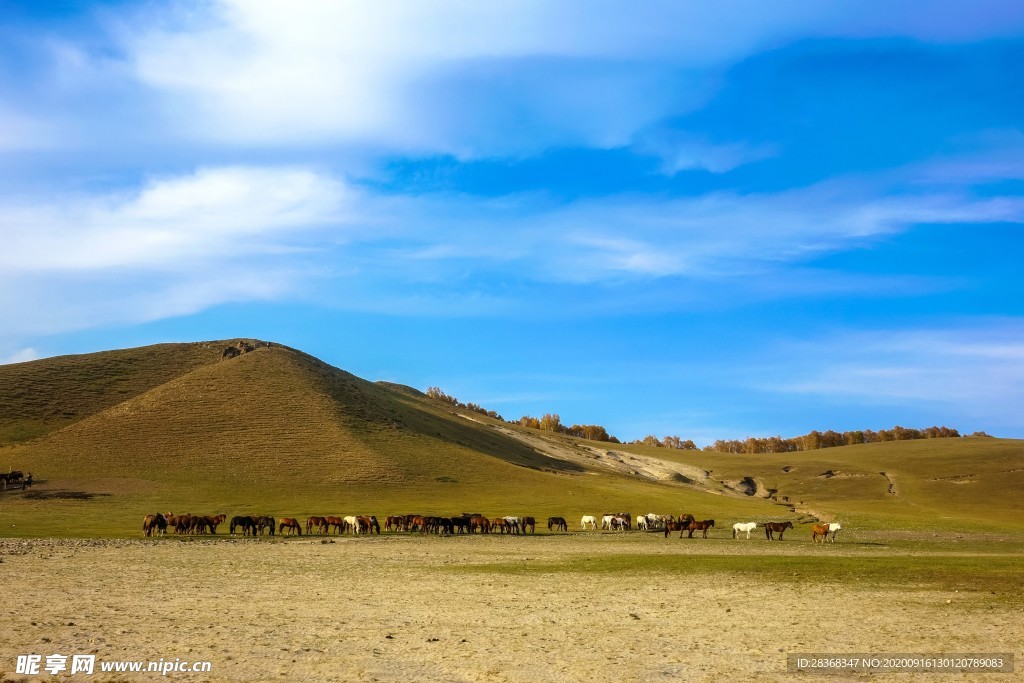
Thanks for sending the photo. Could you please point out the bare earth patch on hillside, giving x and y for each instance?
(403, 608)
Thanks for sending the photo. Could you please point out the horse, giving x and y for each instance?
(772, 527)
(248, 525)
(368, 524)
(743, 526)
(677, 525)
(155, 524)
(291, 524)
(620, 523)
(699, 526)
(316, 522)
(262, 523)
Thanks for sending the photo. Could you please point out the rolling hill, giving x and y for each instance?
(115, 434)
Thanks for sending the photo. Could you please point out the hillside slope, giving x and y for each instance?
(273, 429)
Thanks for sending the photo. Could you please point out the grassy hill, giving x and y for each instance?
(114, 435)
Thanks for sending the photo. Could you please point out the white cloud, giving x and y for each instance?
(975, 367)
(478, 79)
(22, 355)
(223, 212)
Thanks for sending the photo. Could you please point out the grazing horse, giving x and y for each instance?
(263, 523)
(772, 527)
(155, 524)
(557, 523)
(248, 525)
(677, 525)
(738, 527)
(368, 524)
(292, 524)
(699, 526)
(479, 522)
(316, 522)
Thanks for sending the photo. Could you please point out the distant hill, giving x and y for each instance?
(239, 425)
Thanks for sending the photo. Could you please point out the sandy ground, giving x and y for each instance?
(399, 608)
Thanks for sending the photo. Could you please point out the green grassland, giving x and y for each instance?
(113, 436)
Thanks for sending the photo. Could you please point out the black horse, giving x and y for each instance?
(772, 527)
(248, 525)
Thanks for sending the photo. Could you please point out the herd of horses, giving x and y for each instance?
(160, 523)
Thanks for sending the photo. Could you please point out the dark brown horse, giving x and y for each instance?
(557, 523)
(316, 522)
(291, 524)
(699, 526)
(772, 527)
(155, 524)
(263, 523)
(677, 525)
(248, 524)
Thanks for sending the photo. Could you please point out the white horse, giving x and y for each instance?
(743, 526)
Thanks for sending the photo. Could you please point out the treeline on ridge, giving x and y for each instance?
(811, 441)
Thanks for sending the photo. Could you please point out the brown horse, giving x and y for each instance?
(368, 524)
(291, 524)
(337, 523)
(248, 524)
(264, 523)
(699, 526)
(558, 524)
(677, 525)
(217, 520)
(772, 527)
(316, 522)
(155, 524)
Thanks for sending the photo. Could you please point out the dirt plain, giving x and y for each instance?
(479, 608)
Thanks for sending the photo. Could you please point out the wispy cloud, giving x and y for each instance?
(181, 244)
(974, 366)
(463, 78)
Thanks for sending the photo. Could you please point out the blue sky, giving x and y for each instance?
(710, 220)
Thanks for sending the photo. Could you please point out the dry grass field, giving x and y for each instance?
(930, 560)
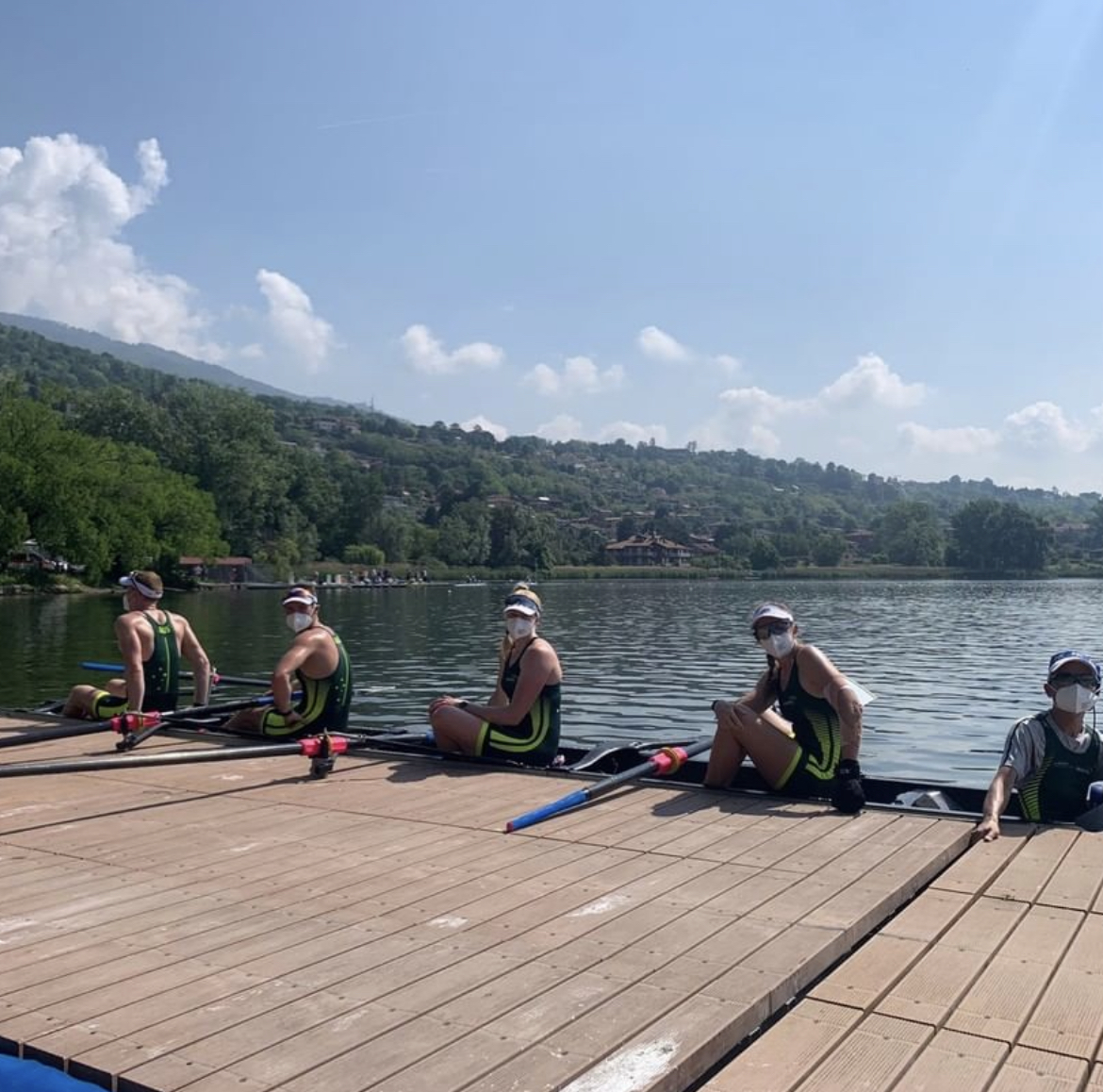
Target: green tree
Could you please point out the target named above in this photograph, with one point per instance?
(764, 554)
(910, 533)
(998, 538)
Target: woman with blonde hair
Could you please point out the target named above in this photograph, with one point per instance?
(801, 726)
(520, 720)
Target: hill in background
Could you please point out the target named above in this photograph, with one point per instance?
(144, 356)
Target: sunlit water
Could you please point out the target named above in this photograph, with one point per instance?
(952, 663)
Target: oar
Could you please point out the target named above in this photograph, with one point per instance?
(215, 676)
(668, 760)
(320, 749)
(151, 721)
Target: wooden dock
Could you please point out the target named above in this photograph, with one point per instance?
(992, 979)
(239, 927)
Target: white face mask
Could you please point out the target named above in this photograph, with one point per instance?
(779, 644)
(1075, 699)
(519, 628)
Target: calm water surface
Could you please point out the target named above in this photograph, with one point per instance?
(952, 663)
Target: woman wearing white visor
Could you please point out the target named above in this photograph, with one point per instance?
(811, 747)
(520, 721)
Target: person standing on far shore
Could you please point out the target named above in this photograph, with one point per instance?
(520, 721)
(1050, 758)
(151, 642)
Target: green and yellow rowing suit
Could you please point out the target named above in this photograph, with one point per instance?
(818, 735)
(535, 740)
(1057, 790)
(324, 703)
(161, 671)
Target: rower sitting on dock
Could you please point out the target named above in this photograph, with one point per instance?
(317, 664)
(151, 642)
(1052, 756)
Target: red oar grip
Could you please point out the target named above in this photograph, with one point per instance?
(669, 760)
(127, 721)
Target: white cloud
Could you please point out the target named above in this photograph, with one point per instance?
(499, 431)
(870, 383)
(967, 440)
(849, 420)
(562, 427)
(660, 345)
(62, 215)
(634, 433)
(579, 375)
(427, 355)
(1043, 426)
(293, 323)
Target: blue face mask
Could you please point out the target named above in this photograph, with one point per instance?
(1076, 699)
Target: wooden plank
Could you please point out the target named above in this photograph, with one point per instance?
(952, 1060)
(974, 870)
(929, 990)
(1069, 1018)
(998, 1002)
(863, 979)
(1029, 870)
(1078, 878)
(880, 1048)
(789, 1051)
(1027, 1070)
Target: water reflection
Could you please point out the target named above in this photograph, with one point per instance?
(953, 663)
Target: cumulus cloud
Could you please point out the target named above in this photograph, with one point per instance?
(851, 417)
(562, 427)
(1044, 426)
(660, 345)
(63, 212)
(579, 375)
(292, 320)
(870, 383)
(427, 355)
(634, 433)
(499, 431)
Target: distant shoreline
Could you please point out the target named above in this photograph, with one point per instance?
(64, 586)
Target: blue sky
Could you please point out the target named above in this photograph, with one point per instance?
(862, 233)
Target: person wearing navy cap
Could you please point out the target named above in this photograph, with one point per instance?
(1052, 756)
(810, 748)
(151, 642)
(520, 720)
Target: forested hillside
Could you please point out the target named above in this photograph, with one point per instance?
(114, 466)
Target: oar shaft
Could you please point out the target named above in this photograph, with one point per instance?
(147, 758)
(216, 676)
(38, 735)
(667, 761)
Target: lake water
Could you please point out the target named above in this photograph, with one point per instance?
(952, 663)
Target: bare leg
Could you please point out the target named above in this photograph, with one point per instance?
(454, 730)
(245, 720)
(727, 753)
(766, 738)
(78, 703)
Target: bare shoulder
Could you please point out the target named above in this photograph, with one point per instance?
(542, 654)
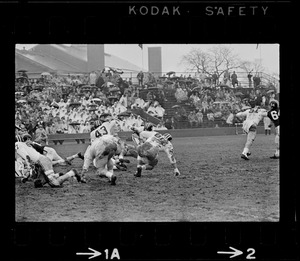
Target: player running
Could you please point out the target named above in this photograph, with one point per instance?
(100, 153)
(253, 117)
(111, 127)
(149, 143)
(42, 165)
(274, 114)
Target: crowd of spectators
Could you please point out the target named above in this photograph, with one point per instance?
(54, 104)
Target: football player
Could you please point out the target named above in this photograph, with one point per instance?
(43, 166)
(253, 116)
(100, 154)
(274, 114)
(149, 143)
(111, 127)
(50, 152)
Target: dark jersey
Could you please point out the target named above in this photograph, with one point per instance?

**Directions**
Within the entries above, find the string "wearing" and return each line that holds it.

**Solution to this exercise**
Target: woman wearing white visor
Target: person wearing navy cap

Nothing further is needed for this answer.